## BEGIN EXERCISE INPUT

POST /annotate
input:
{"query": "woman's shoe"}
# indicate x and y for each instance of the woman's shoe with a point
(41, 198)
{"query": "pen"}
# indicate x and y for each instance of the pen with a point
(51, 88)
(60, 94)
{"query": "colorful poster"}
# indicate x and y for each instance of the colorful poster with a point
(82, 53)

## END EXERCISE INPUT
## BEGIN EXERCISE INPUT

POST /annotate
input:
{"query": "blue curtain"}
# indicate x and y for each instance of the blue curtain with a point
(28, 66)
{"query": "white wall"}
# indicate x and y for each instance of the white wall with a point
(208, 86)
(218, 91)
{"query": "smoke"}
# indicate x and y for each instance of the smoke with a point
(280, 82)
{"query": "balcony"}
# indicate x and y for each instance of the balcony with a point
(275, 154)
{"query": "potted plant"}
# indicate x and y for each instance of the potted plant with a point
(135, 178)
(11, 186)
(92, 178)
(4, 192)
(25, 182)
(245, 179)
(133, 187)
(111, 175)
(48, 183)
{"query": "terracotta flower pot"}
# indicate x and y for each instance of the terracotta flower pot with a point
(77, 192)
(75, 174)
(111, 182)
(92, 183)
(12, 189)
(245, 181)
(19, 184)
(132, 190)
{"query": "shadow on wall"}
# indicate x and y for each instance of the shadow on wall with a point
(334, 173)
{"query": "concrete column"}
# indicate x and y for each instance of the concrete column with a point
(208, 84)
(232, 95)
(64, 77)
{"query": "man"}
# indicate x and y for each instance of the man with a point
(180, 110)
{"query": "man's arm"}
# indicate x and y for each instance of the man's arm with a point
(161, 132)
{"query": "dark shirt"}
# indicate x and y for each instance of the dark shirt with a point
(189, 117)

## END EXERCISE INPUT
## BEGIN EXERCISE INPUT

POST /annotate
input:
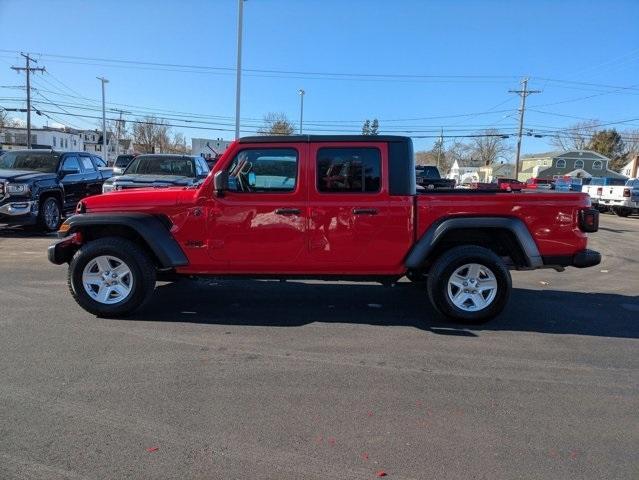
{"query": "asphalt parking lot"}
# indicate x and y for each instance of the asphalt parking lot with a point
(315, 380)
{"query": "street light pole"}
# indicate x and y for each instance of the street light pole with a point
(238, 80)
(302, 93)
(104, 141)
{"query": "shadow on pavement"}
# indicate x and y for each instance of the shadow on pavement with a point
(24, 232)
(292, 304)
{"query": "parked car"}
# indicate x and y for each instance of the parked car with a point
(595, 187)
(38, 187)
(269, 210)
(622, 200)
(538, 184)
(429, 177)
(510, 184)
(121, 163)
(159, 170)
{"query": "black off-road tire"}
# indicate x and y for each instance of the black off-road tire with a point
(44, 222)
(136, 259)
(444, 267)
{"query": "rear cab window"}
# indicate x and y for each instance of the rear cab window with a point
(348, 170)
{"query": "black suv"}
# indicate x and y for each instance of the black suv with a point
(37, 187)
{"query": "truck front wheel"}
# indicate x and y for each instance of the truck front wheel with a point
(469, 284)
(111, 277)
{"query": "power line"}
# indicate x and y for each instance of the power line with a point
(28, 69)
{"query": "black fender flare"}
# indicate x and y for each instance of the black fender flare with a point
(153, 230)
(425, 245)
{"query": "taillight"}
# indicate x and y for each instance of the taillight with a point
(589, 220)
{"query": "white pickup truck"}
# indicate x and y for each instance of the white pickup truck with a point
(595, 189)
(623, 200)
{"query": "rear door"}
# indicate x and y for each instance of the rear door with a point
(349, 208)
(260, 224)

## END EXERCISE INPUT

Collect every line in the data above that contains the word "potted".

{"query": "potted plant"}
# indicate x and y for each instance of the potted plant with a point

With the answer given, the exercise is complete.